PROBLEM TO SOLVE
Rewrite the entries from the line that contains "Find the serrated" through the line that contains "M 89 57 L 83", requests included, and scale every coordinate in the answer outlines by 0.65, rounding to whole numbers with halves going up. Keep the requests and their format sample unchanged, and leave the pictures out.

DATA FOR THIS EXERCISE

^^^^^^^^^^^^^^^^

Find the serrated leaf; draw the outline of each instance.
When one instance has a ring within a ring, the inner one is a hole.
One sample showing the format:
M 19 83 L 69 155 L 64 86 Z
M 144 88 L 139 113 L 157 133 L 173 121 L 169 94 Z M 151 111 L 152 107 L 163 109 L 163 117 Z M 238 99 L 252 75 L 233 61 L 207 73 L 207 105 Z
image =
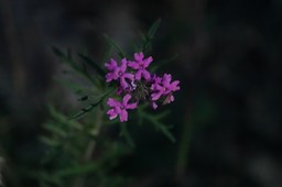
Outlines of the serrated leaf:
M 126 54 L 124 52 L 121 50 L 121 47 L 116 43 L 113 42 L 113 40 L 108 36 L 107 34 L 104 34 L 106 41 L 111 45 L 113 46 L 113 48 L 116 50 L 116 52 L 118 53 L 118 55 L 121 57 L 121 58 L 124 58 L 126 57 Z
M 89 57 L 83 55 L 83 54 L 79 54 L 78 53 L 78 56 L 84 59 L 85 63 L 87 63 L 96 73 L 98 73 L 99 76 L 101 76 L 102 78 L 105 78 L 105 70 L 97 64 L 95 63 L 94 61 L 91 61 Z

^^^^^^^^^^^^^^^^

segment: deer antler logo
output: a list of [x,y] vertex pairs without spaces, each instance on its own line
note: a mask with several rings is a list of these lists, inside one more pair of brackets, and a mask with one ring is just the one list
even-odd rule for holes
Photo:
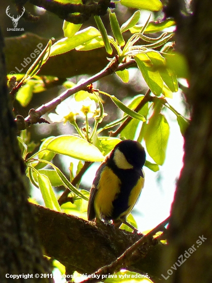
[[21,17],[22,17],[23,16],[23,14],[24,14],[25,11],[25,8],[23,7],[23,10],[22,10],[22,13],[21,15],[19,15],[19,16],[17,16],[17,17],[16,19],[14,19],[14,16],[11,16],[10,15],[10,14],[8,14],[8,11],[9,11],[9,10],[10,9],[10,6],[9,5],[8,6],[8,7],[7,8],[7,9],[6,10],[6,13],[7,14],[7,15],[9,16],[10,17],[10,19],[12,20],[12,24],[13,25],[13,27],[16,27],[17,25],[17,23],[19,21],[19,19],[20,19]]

^^^^^^^^^^^^^^^^

RESPONSE TO THE EXERCISE
Find the serrated leaf; draw the outline of each instance.
When one instance has a ring within a ring, the inner one is a hole.
One sample showing the format:
M 19 83 L 69 155 L 64 86 Z
M 144 88 L 139 113 L 157 133 L 173 121 L 169 94 Z M 151 111 L 152 107 L 163 109 L 163 117 Z M 238 99 L 252 75 L 233 61 L 207 73 L 207 105 Z
image =
Outlines of the serrated leaf:
M 82 35 L 81 34 L 79 33 L 79 31 L 75 28 L 73 27 L 73 26 L 70 23 L 70 22 L 68 22 L 69 27 L 72 29 L 73 30 L 73 31 L 75 33 L 75 34 L 77 34 L 77 36 L 79 37 L 79 38 L 81 38 L 82 37 Z
M 58 37 L 54 36 L 54 35 L 51 35 L 51 34 L 51 36 L 55 38 L 55 41 L 57 41 L 62 47 L 64 47 L 64 49 L 66 49 L 66 51 L 68 51 L 68 46 L 63 42 L 62 41 L 61 40 L 59 40 Z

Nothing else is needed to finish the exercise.